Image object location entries
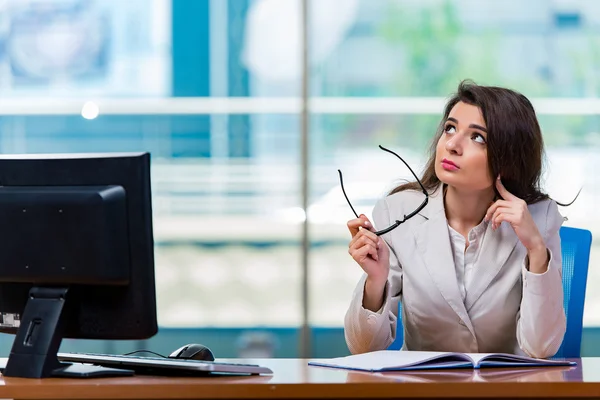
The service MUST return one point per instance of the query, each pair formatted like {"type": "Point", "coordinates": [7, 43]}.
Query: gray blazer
{"type": "Point", "coordinates": [507, 308]}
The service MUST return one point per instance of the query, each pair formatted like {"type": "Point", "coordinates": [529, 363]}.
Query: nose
{"type": "Point", "coordinates": [454, 144]}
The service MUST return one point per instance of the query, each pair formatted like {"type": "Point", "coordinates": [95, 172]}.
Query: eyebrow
{"type": "Point", "coordinates": [474, 126]}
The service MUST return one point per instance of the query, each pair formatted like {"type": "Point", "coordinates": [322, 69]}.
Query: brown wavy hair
{"type": "Point", "coordinates": [515, 144]}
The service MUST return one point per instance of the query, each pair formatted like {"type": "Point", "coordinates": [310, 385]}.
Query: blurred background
{"type": "Point", "coordinates": [214, 90]}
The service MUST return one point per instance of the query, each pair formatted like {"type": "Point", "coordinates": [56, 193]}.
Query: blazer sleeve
{"type": "Point", "coordinates": [365, 330]}
{"type": "Point", "coordinates": [541, 323]}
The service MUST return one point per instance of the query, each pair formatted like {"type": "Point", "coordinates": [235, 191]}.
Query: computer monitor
{"type": "Point", "coordinates": [76, 256]}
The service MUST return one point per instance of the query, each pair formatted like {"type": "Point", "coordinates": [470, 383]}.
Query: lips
{"type": "Point", "coordinates": [449, 163]}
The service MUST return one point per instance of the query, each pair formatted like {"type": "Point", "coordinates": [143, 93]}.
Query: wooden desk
{"type": "Point", "coordinates": [294, 379]}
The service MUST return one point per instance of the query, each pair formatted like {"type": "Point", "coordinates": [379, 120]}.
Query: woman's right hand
{"type": "Point", "coordinates": [369, 250]}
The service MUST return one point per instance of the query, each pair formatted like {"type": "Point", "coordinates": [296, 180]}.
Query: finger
{"type": "Point", "coordinates": [356, 223]}
{"type": "Point", "coordinates": [506, 195]}
{"type": "Point", "coordinates": [504, 217]}
{"type": "Point", "coordinates": [362, 241]}
{"type": "Point", "coordinates": [368, 233]}
{"type": "Point", "coordinates": [497, 213]}
{"type": "Point", "coordinates": [492, 209]}
{"type": "Point", "coordinates": [361, 254]}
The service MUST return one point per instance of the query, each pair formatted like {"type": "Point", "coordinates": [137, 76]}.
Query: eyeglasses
{"type": "Point", "coordinates": [406, 217]}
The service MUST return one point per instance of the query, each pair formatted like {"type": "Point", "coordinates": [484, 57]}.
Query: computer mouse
{"type": "Point", "coordinates": [193, 352]}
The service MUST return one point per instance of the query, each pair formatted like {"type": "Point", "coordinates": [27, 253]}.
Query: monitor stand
{"type": "Point", "coordinates": [33, 354]}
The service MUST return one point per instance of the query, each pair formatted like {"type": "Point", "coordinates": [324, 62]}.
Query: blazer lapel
{"type": "Point", "coordinates": [497, 246]}
{"type": "Point", "coordinates": [433, 242]}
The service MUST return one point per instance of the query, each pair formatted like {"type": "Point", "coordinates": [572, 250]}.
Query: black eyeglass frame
{"type": "Point", "coordinates": [406, 217]}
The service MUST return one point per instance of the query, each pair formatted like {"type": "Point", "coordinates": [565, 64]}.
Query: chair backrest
{"type": "Point", "coordinates": [575, 246]}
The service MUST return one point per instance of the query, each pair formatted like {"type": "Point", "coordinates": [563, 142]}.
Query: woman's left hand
{"type": "Point", "coordinates": [514, 210]}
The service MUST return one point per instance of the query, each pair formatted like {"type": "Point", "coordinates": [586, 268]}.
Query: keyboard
{"type": "Point", "coordinates": [164, 366]}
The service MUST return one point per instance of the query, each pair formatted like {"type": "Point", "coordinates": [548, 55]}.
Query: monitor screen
{"type": "Point", "coordinates": [76, 254]}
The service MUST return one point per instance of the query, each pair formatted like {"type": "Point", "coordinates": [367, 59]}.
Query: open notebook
{"type": "Point", "coordinates": [394, 360]}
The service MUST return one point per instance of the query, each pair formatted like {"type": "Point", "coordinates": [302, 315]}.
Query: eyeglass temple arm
{"type": "Point", "coordinates": [345, 195]}
{"type": "Point", "coordinates": [406, 217]}
{"type": "Point", "coordinates": [411, 171]}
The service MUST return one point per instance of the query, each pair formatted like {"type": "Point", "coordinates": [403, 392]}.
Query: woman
{"type": "Point", "coordinates": [479, 268]}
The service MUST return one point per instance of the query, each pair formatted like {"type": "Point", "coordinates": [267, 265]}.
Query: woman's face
{"type": "Point", "coordinates": [461, 153]}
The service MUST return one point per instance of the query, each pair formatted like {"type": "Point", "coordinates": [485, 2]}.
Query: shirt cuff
{"type": "Point", "coordinates": [538, 283]}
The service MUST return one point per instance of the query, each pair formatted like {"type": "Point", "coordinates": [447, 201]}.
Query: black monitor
{"type": "Point", "coordinates": [76, 256]}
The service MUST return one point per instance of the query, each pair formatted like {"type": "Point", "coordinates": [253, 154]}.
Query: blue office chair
{"type": "Point", "coordinates": [575, 246]}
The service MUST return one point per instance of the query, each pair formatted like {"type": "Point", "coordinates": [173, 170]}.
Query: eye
{"type": "Point", "coordinates": [449, 129]}
{"type": "Point", "coordinates": [478, 137]}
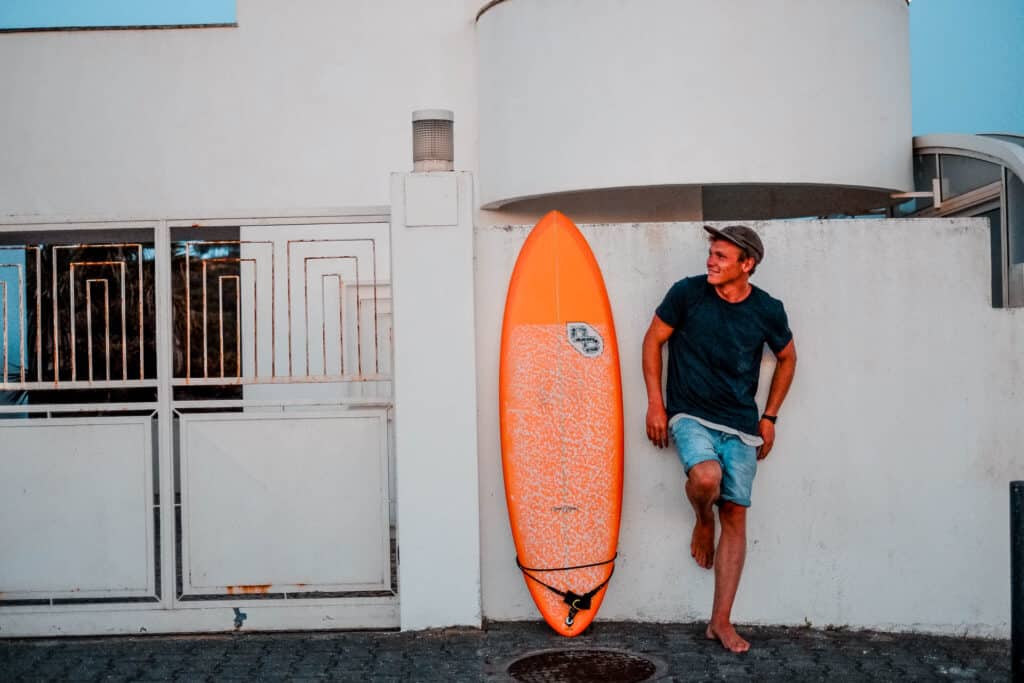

What the task requires:
Identify every line in the material that contains the string "blazer", and copy each one. Case counts.

Response to the exercise:
Query: gray blazer
Query: blazer sleeve
Query: blazer lapel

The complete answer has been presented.